Records supplied

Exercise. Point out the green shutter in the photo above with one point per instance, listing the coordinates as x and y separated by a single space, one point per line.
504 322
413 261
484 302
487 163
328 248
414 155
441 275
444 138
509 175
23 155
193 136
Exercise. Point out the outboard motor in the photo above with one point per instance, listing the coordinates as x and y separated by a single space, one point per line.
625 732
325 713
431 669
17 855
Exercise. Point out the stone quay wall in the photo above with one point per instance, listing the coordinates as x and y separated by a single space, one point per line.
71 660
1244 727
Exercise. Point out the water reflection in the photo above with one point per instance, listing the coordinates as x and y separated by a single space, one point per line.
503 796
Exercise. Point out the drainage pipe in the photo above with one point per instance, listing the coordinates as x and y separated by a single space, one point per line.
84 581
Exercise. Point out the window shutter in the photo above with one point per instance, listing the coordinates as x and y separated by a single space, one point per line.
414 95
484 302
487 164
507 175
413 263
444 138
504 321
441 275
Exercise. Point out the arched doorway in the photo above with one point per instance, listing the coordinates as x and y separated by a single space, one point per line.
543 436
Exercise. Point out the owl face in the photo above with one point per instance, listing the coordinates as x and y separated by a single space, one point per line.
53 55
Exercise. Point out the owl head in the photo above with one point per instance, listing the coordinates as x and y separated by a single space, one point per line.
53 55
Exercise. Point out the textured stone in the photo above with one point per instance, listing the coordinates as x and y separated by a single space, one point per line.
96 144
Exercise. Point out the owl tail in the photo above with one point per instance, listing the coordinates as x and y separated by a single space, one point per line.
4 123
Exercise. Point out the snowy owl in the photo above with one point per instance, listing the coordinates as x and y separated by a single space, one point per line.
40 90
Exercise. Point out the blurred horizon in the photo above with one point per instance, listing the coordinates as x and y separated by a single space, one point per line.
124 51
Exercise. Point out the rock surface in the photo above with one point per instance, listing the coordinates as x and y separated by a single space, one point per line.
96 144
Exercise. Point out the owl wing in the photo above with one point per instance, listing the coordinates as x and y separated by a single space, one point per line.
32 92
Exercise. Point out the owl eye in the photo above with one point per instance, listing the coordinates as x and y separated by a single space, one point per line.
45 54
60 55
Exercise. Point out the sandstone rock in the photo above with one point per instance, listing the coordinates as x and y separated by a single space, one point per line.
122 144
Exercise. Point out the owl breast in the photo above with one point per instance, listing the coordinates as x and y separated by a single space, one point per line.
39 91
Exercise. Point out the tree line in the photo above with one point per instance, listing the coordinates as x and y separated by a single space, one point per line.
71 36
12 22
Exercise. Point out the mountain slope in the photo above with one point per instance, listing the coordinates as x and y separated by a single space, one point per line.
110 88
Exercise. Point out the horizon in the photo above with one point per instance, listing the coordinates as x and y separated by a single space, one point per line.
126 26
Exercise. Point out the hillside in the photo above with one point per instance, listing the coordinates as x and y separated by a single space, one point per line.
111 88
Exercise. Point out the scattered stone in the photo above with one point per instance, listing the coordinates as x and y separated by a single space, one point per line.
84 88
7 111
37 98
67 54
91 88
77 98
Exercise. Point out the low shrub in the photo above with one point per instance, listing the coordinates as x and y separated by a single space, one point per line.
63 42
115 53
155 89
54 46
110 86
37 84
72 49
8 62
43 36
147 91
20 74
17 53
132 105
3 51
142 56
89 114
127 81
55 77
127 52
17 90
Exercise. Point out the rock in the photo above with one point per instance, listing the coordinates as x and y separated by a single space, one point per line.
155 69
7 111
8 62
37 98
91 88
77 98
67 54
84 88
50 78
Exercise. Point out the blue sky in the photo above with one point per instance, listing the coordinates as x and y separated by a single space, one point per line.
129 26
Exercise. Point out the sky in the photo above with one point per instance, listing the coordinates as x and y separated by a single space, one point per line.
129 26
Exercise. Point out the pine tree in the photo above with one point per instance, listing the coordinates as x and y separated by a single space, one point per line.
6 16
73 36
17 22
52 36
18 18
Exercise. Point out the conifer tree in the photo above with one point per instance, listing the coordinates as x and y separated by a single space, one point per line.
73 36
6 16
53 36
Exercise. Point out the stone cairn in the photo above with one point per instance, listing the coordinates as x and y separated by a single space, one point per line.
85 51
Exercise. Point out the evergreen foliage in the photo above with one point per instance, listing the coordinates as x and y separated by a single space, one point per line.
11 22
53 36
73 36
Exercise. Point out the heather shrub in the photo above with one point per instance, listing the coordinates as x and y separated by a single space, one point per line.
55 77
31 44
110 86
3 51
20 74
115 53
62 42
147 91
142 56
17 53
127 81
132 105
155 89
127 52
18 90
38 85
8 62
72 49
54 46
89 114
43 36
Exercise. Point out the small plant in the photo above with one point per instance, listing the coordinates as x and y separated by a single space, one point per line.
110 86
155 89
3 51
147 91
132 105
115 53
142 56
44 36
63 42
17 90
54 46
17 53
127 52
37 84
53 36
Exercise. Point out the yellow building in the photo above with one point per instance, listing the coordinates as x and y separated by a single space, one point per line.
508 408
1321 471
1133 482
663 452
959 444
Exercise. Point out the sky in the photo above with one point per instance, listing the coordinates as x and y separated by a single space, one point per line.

What the exercise asks
Could you write out the rows again, from the one containing "Exercise. Point out the heather" through the last row inclusive, replacing "yellow building" with "ochre building" and changing nothing else? Give only those rows.

The answer
Exercise. Point out the heather shrub in the photo above with one point per instance, listing the coordinates as x and y separated by a single space, one point per line.
55 77
31 44
110 86
3 51
20 74
115 53
62 42
147 91
142 56
17 53
127 81
132 105
155 89
127 52
18 90
38 85
8 62
72 49
54 46
89 114
43 36
Exercise. Point out the small plant in the photo above with one point per instance, listing the coordinates as x and y separated by a single space, one point per line.
110 86
155 89
3 51
147 91
132 105
115 53
142 56
44 36
63 42
17 90
54 46
17 53
127 52
37 84
53 36
Exercise. Point out the ochre building in the photo above with one point per instance, listing the coordinates as x and y separated by a single space, one point per line.
508 408
1321 471
1133 482
663 452
959 444
Exercise. Point out the sky in the photo above with one point per instance, listing the coordinates as x and y separated by a single space, one point per line.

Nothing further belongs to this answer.